## Start Information shown

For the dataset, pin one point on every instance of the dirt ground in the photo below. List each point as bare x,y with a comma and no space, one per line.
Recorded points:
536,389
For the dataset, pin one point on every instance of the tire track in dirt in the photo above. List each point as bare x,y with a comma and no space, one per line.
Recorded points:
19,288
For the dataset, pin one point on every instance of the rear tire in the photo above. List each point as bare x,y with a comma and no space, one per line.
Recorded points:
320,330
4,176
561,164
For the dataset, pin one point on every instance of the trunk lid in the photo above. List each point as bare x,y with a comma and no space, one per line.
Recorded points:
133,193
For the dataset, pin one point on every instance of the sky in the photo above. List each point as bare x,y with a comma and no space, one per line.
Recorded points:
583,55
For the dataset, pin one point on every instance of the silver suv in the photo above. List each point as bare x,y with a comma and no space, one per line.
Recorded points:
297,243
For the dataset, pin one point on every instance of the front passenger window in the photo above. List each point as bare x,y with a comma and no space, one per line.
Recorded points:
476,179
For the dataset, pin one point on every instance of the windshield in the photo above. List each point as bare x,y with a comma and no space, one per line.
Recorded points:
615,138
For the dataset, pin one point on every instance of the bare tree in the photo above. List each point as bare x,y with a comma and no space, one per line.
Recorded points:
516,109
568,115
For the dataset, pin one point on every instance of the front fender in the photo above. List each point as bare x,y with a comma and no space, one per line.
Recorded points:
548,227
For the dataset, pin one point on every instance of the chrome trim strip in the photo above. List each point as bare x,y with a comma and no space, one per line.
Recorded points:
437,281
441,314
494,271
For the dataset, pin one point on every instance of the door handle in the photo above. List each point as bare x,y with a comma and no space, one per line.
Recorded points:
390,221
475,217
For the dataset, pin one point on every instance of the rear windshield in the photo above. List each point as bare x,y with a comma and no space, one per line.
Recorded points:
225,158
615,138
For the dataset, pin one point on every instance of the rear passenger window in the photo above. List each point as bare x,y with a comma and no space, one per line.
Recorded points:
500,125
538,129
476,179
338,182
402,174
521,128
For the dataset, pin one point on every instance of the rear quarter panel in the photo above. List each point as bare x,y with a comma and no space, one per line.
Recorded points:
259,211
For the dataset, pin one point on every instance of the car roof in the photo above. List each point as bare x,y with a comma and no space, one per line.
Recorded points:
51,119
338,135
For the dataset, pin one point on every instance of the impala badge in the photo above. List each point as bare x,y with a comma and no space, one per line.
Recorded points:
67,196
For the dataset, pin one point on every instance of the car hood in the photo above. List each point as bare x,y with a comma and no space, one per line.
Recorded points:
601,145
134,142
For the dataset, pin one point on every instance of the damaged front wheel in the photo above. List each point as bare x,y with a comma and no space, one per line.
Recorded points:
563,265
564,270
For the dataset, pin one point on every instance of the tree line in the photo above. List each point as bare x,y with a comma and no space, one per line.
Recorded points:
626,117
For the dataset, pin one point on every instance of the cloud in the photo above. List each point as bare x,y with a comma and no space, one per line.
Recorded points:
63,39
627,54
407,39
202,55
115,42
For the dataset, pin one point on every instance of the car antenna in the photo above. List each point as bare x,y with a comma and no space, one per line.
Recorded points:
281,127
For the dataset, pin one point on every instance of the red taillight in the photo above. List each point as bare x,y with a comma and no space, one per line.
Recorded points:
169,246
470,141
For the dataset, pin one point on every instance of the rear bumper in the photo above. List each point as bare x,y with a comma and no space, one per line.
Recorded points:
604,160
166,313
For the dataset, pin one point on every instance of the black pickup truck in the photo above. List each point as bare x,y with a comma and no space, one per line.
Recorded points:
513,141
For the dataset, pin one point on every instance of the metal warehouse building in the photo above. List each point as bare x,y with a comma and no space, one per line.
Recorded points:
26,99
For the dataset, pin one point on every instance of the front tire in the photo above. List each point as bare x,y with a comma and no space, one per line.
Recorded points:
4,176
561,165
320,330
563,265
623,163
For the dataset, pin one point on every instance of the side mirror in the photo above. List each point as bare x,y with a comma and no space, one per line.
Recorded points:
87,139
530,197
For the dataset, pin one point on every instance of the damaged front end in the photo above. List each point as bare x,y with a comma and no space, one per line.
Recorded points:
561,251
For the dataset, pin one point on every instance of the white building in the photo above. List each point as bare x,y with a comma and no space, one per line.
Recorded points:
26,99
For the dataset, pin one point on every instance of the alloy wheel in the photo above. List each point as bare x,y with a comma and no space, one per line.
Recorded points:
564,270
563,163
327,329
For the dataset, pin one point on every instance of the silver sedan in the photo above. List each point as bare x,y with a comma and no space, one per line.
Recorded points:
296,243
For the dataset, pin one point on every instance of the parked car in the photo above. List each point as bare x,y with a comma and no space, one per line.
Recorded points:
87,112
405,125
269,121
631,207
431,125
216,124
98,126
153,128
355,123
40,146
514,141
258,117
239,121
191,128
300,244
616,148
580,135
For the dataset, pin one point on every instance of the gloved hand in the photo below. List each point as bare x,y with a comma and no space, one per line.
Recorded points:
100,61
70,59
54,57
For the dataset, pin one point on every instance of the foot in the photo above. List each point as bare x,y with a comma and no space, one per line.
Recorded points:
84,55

## End Information shown

Short exercise |
Repeat exactly, and only, the lines from the one containing "of the alloy" through the end of the material.

The output |
For the dataset, pin one point on every instance of the alloy wheel in the photo above. List each point as bare x,y with a comma and no space, one per line.
Recorded points:
564,270
563,163
327,329
For the dataset, pin one point on every instance of the silver sedan in the photo above. List each point as bare x,y with a comma and no space, one per line.
Recorded points:
296,243
For the dataset, pin one point on every instance of the parked car in the photo above. List each point as bare x,y with a comma and no space, one per line.
Recorded points:
87,112
405,125
269,121
631,207
431,125
216,124
98,126
153,128
355,123
40,146
514,141
258,117
239,121
191,128
300,244
616,148
580,135
For the dataset, pin one point on every instance of the gloved hand in the photo below. List each point as bare x,y with a comma and no space, one per line.
Recorded points:
100,61
70,59
54,57
For the dataset, pin one point on every instance of the foot in the photo above. List each point as bare x,y with a comma and no space, one per line.
Recorded points:
84,55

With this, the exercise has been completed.